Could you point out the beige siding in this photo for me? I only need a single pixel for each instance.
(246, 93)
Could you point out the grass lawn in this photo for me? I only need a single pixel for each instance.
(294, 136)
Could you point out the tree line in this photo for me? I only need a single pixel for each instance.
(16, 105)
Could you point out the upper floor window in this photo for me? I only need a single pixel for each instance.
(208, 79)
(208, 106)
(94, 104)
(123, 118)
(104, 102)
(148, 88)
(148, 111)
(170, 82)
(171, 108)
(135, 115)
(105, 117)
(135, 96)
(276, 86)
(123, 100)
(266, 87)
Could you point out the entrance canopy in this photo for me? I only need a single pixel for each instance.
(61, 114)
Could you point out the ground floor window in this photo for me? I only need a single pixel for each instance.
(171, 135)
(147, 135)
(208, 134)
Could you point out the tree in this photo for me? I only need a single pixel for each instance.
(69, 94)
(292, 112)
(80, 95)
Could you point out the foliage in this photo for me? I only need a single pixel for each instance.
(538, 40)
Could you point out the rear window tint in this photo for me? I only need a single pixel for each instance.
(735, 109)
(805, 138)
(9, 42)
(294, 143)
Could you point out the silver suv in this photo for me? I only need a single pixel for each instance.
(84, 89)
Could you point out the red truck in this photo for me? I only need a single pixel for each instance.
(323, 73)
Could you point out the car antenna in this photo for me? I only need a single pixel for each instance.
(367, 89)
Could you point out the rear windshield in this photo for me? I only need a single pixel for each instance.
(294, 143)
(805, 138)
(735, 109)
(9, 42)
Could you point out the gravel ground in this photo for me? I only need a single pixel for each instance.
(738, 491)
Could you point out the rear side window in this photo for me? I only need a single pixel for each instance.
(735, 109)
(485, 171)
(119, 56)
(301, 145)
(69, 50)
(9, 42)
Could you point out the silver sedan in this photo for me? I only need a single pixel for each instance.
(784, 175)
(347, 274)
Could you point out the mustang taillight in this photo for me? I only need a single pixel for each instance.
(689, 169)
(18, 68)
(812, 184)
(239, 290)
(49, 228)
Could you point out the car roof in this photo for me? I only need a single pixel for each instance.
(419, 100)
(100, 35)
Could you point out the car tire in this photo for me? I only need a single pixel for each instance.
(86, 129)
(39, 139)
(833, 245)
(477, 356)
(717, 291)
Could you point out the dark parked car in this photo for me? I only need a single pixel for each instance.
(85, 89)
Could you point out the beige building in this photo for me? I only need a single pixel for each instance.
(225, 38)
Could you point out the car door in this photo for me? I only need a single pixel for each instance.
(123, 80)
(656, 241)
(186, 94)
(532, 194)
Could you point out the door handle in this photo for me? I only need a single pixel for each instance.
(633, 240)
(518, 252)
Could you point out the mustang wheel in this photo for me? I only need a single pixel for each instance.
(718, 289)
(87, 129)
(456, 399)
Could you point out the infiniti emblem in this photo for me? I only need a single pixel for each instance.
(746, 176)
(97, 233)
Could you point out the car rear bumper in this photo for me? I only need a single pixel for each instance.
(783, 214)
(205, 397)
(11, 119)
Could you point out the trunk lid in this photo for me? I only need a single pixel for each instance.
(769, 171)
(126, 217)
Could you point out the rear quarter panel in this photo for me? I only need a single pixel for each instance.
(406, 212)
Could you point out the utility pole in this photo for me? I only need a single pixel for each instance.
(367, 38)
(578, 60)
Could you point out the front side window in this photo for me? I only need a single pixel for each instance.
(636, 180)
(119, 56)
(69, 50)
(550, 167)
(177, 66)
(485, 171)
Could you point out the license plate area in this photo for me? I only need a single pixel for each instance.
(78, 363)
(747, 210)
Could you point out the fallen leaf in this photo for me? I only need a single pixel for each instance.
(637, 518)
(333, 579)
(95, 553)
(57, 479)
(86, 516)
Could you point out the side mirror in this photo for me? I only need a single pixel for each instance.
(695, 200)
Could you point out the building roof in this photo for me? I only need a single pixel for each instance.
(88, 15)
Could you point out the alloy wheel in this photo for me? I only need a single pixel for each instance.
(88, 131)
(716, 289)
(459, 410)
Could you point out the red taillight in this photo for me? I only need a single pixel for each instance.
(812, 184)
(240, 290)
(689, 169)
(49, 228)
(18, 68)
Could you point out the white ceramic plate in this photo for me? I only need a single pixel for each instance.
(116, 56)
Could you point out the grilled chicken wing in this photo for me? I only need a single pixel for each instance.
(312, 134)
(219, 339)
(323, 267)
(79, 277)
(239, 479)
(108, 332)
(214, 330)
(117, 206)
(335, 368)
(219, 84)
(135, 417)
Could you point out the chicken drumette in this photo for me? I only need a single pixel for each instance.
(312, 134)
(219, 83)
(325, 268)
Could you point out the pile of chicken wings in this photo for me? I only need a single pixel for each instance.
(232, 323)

☆ ☆ ☆

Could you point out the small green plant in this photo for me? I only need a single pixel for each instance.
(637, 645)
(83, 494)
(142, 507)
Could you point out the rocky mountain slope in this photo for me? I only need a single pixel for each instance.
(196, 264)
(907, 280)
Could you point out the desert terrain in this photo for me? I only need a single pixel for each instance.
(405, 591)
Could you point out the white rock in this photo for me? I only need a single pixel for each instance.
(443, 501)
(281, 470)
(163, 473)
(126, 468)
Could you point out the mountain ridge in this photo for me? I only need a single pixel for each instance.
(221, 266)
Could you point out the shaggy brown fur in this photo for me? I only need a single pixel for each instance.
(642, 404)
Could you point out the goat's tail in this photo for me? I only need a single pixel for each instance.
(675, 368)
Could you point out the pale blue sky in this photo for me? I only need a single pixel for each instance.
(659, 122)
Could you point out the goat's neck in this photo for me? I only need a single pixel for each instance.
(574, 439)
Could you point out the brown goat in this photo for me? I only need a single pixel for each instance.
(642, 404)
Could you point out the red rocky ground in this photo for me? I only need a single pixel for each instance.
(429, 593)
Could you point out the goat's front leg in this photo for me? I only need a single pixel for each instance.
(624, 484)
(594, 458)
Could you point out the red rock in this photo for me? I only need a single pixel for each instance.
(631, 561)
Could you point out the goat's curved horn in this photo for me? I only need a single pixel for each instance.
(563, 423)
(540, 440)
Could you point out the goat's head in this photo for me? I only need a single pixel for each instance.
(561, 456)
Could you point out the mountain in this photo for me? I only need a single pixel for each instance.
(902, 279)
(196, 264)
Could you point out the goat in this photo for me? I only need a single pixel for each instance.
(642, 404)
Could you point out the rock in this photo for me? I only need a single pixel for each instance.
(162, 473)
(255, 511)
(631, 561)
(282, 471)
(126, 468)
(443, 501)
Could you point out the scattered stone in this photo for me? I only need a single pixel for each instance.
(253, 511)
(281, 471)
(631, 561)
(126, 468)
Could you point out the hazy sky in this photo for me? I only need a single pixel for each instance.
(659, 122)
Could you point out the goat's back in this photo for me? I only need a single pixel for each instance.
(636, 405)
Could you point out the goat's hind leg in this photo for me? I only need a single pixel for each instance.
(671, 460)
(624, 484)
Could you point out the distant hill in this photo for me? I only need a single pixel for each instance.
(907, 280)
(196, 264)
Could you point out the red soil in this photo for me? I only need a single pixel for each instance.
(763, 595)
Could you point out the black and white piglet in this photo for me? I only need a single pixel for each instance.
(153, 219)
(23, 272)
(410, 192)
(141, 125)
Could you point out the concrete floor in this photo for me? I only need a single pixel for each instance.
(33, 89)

☆ ☆ ☆

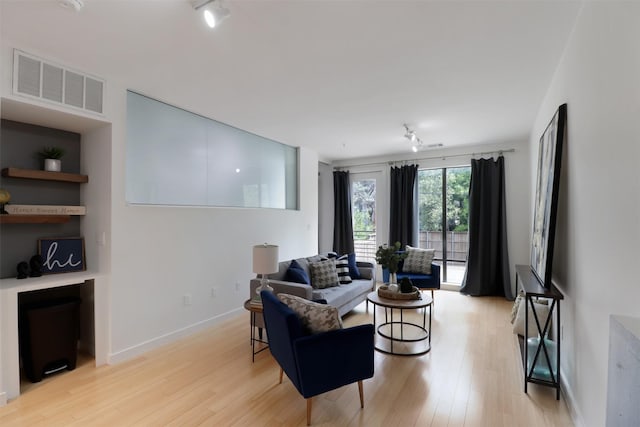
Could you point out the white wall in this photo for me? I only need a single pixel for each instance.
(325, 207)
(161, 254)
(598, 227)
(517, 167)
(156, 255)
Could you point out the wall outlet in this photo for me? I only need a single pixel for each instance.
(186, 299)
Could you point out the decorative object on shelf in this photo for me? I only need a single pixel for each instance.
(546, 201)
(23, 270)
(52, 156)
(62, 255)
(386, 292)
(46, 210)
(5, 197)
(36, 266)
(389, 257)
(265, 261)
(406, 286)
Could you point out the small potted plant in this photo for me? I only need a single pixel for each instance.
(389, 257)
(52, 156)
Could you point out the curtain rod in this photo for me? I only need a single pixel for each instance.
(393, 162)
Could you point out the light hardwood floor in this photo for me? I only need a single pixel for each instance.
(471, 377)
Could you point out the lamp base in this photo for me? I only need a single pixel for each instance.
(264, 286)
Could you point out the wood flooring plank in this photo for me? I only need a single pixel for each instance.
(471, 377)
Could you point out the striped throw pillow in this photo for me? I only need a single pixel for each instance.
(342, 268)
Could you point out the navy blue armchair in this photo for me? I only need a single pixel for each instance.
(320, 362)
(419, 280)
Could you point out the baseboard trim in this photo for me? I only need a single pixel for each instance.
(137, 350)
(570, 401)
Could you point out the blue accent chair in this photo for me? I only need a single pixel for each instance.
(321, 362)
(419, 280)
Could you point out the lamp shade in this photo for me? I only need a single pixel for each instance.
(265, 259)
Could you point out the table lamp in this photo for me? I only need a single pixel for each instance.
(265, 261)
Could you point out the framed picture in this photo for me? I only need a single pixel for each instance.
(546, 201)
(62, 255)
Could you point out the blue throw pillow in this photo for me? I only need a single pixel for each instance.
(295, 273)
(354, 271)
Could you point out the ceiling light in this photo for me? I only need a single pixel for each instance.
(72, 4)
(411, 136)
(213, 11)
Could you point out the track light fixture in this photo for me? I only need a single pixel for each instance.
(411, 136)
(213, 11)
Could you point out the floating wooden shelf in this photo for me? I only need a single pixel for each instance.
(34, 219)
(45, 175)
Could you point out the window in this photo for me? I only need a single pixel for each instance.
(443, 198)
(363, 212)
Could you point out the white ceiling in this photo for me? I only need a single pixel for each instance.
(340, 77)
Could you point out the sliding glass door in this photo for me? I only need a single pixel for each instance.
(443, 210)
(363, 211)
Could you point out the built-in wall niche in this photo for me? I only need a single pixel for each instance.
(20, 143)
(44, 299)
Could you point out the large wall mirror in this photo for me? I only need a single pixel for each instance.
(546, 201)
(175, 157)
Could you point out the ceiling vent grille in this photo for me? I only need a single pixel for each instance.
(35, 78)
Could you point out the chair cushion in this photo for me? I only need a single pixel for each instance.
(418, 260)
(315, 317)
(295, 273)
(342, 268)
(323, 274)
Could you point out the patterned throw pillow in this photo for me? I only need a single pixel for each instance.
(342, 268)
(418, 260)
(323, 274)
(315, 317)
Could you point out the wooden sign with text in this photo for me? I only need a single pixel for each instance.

☆ ☆ ☆

| DIRECTIONS |
Find every line in the items above that contains the word "lamp", and copy each of those lines in full. Treat the match as case-sensitive.

| RESPONSE TO THE EXERCISE |
Could you point out the lamp base in this photo for me? I only need a single pixel for each instance.
Could you point out the lamp shade in this photo for me? I only need a single pixel for each instance.
Could you point out the table lamp in this photo for me? I only need a single pixel for each instance.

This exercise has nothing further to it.